> **Quoted text**:
The defendant has filed a motion in this case to require the plaintiff to strike from her petition the allegation that the defendant’s employe, in the exercise of ordinary care, could have and should have seen the position of peril of the plaintiff.
The court is of the opinion that this motion is well made, and the first and second branches of the motion are therefore sustained.
The court has given this decision on the motion as it applies to the doctrine of last chance, in order that counsel may not be under the necessity of reading the remainder of this opinion which deals with that question.
This opinion on that phase of the case will probably be very lengthy before it is finished, and is being given as much for the purpose of clarifying the court’s own views, as well as to aid counsel in other cases in this court, where the last chance doctrine is attempted to be plead.
There seems to be considerable confusion on this question — a state of affairs which the Supreme Court has had opportunity to remedy, but which they have perhaps further confused by their latest decisions.

A series of records
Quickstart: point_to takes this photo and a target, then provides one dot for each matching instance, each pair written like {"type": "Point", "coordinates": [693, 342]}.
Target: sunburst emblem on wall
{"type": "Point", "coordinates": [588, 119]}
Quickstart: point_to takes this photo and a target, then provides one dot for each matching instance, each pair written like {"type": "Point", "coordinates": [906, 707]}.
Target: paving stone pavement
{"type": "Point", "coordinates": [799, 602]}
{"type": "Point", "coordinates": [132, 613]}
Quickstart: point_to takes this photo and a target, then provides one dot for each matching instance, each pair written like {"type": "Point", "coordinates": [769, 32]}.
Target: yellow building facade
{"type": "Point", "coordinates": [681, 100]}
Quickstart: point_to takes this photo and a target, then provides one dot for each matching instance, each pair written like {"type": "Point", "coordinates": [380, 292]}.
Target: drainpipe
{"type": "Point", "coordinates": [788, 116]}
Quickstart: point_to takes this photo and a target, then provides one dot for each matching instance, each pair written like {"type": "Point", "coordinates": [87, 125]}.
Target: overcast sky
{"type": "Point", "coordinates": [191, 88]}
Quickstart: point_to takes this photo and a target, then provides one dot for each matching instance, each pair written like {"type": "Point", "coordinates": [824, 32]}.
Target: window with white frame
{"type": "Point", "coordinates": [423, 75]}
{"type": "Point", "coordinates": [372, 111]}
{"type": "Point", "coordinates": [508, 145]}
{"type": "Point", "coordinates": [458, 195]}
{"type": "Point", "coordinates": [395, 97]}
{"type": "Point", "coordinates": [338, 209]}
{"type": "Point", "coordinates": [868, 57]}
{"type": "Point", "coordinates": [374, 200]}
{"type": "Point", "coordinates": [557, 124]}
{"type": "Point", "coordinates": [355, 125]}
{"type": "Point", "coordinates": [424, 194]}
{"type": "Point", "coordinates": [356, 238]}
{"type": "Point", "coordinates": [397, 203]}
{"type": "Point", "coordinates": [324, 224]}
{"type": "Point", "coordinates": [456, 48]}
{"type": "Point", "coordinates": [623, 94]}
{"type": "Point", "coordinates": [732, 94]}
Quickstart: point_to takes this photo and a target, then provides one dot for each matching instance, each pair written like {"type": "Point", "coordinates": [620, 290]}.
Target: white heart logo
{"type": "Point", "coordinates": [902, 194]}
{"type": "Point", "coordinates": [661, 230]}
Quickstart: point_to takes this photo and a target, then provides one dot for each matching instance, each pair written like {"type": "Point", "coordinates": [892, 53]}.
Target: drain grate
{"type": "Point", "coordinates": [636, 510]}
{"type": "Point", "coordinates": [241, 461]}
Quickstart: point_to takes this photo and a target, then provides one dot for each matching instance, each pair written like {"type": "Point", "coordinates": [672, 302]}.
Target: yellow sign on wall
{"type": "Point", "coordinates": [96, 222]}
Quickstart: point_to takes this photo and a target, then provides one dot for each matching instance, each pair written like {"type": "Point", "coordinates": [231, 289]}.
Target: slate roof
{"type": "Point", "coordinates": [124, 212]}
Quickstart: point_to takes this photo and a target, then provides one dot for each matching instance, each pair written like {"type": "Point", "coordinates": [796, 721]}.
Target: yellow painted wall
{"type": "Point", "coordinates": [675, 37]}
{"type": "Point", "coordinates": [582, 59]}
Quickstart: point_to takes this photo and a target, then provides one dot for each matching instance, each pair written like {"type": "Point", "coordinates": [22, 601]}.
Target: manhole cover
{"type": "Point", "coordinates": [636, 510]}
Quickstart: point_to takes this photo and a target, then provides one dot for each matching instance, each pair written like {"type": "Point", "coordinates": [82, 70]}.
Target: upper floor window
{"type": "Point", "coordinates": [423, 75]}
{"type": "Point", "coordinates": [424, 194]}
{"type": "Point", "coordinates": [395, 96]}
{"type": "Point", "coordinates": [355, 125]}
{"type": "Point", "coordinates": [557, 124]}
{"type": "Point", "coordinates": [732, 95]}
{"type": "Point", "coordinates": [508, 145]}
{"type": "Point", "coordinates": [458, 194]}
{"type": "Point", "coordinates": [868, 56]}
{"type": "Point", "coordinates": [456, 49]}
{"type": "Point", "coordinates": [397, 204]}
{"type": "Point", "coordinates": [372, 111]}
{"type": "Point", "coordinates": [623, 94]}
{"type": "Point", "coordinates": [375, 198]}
---
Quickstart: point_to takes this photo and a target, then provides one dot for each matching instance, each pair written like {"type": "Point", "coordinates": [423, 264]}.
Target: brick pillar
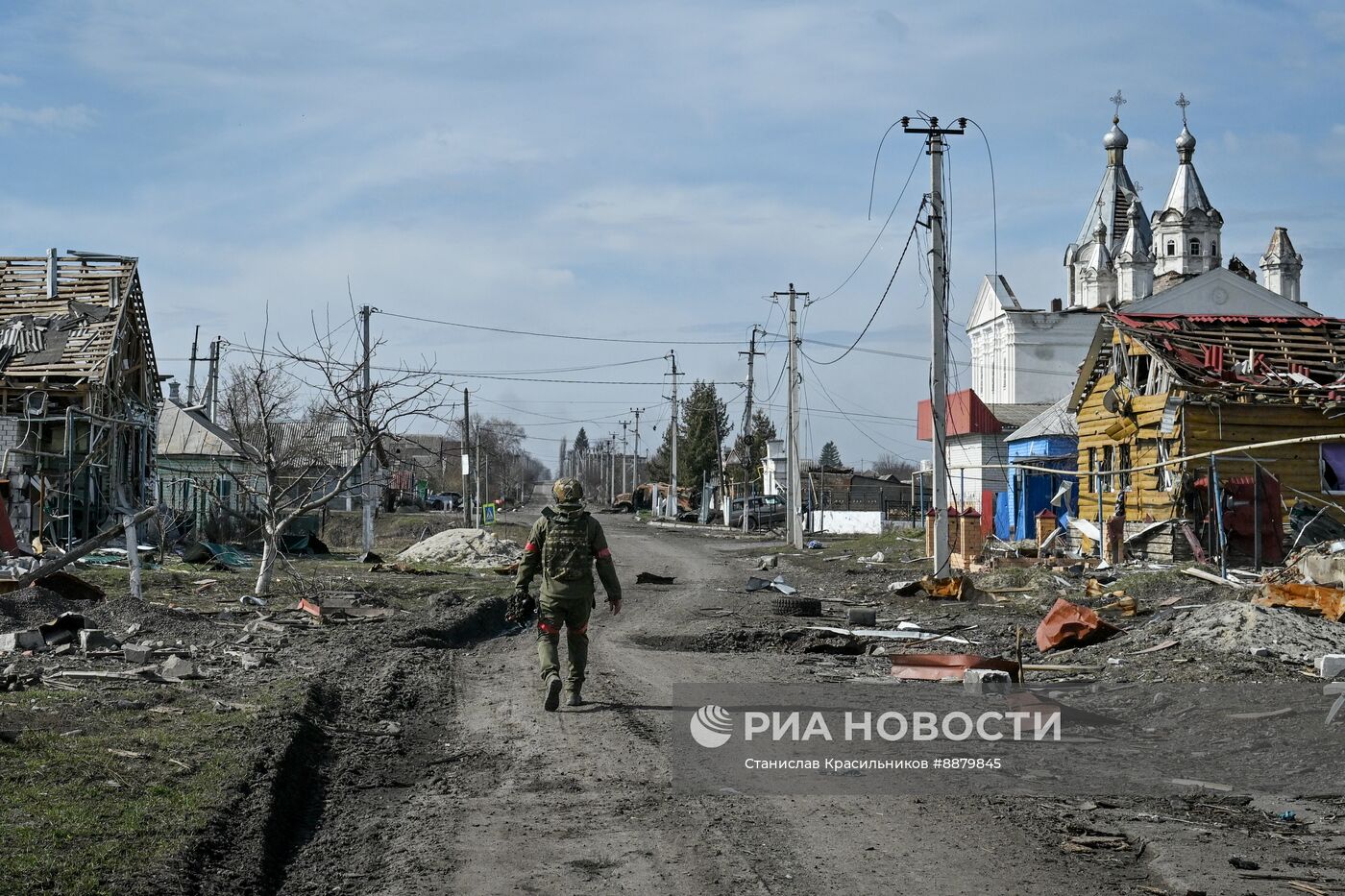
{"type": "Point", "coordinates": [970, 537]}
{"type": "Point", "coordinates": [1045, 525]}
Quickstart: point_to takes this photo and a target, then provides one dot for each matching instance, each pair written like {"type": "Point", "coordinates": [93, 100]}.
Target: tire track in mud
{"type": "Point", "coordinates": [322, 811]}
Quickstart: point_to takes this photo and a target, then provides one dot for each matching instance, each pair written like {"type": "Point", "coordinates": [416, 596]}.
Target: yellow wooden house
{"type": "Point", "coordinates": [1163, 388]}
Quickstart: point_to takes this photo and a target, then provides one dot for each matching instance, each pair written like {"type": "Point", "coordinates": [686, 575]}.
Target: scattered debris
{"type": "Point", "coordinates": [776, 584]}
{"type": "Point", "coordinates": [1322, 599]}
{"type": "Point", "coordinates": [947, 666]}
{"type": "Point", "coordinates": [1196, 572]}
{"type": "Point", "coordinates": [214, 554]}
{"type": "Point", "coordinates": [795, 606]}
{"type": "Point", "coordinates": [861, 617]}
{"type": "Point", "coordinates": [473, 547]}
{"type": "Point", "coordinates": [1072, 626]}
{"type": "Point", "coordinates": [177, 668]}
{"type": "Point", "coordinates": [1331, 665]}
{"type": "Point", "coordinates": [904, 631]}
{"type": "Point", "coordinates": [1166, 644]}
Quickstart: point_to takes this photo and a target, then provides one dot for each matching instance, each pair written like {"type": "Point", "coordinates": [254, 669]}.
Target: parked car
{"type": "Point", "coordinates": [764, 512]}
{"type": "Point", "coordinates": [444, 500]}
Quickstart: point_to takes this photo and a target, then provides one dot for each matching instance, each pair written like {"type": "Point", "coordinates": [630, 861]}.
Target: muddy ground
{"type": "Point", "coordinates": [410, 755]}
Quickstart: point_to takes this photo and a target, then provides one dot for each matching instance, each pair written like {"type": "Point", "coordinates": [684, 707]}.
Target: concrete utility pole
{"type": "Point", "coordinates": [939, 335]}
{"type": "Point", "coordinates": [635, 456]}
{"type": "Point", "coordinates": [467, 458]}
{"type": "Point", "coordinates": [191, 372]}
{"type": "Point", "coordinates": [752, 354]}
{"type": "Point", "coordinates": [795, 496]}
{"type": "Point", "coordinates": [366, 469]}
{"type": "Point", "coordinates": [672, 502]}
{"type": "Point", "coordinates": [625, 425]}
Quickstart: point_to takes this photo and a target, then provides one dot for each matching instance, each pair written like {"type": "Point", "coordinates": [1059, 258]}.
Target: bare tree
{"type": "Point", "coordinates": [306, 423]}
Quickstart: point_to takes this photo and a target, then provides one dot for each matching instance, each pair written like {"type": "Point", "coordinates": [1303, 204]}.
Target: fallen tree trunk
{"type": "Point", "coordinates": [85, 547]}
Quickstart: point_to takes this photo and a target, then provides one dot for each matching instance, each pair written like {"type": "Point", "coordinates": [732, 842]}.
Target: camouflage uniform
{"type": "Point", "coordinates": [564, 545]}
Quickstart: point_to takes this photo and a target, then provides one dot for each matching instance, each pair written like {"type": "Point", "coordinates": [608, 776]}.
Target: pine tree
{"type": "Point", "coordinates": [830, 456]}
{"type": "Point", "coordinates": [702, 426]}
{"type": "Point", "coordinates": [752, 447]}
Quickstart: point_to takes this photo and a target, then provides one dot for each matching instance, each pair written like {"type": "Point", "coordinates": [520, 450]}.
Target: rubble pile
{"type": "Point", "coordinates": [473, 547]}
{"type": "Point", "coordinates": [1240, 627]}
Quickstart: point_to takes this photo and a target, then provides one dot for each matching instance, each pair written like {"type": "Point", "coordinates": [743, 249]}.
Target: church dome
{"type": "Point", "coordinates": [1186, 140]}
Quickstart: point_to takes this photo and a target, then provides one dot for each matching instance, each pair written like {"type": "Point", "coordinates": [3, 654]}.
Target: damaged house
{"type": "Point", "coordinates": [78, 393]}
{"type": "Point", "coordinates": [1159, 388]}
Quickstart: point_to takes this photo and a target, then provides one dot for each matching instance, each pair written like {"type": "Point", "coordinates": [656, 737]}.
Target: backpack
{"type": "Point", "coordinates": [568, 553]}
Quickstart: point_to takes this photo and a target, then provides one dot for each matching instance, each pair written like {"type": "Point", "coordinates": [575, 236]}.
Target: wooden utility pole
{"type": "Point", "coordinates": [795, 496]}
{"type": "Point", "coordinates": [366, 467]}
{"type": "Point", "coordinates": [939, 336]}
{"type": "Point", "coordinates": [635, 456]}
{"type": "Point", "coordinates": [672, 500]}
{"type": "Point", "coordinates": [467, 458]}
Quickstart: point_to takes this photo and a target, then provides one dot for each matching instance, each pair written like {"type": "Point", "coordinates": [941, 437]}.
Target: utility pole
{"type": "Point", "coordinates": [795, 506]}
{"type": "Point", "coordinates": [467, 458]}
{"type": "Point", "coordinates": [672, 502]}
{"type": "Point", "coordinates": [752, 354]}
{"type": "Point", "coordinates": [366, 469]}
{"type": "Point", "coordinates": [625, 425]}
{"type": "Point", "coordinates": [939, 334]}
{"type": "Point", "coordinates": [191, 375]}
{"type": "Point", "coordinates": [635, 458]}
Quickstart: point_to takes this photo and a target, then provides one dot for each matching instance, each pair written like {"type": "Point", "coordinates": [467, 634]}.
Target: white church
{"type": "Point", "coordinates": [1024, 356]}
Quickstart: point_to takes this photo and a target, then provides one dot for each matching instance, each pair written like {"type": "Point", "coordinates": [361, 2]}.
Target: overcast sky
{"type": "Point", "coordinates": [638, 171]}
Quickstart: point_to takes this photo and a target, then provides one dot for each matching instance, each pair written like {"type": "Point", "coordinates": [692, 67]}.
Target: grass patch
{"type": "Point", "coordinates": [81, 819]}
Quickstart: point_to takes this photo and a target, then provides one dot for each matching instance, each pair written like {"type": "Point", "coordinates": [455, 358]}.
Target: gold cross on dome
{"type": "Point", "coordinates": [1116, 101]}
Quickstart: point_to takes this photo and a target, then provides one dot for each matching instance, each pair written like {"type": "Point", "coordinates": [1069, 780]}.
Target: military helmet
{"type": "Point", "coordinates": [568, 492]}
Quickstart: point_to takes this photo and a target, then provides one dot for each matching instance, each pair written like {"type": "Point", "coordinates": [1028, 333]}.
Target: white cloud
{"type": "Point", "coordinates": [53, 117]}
==
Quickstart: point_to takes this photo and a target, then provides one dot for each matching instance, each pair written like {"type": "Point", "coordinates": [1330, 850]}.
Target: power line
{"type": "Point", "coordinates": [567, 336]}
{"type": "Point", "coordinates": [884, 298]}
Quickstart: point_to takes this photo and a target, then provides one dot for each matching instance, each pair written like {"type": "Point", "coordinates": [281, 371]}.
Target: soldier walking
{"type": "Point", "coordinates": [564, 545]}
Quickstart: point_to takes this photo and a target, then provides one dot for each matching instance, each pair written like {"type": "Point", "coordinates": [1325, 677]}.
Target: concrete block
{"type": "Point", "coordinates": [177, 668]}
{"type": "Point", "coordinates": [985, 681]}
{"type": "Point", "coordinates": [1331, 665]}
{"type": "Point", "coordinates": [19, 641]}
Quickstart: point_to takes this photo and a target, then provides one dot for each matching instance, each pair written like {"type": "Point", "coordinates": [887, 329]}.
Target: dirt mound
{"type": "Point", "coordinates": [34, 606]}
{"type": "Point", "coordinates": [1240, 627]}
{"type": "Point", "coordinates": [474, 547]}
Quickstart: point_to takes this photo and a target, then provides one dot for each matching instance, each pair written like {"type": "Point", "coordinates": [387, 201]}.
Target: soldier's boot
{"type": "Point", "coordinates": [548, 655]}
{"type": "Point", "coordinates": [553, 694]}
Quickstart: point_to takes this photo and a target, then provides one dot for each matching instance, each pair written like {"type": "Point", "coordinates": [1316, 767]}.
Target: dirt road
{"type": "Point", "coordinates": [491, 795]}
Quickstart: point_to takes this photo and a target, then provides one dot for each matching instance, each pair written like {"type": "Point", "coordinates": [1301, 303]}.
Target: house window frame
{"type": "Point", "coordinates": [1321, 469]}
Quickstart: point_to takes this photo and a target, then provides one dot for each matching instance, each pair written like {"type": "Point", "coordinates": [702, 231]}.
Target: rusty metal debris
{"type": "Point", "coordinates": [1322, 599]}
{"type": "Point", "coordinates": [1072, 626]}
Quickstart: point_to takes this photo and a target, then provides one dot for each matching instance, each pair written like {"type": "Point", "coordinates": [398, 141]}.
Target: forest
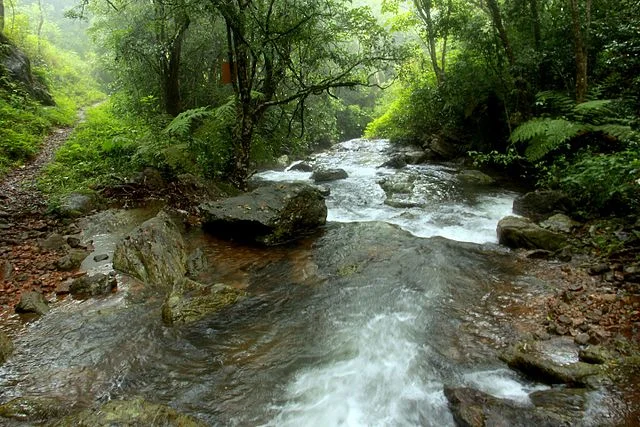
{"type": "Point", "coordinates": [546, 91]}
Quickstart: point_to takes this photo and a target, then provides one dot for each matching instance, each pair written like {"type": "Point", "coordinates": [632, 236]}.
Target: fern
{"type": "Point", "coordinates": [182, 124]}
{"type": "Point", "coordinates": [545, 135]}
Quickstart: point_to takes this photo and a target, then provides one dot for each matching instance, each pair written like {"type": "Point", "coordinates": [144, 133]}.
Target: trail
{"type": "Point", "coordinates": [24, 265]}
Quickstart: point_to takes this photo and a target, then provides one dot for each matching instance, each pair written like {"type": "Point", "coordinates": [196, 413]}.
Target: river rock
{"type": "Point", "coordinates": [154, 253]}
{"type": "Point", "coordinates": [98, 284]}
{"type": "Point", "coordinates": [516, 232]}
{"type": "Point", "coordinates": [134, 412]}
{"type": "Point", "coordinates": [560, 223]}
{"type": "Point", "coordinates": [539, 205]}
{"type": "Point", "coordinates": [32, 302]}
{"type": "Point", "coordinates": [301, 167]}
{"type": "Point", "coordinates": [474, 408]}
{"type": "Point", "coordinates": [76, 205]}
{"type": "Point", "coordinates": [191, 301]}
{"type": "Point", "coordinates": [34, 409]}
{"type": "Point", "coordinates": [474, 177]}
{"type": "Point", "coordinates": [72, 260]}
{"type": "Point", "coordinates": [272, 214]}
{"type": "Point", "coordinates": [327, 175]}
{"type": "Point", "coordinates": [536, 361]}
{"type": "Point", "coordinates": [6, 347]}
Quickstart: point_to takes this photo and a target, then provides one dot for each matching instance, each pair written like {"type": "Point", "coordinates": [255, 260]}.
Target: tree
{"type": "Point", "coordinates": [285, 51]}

> **Task instructions**:
In the court opinion, which branches of the defendant's motion does the court sustain?

> **Task solution**:
The first and second branches.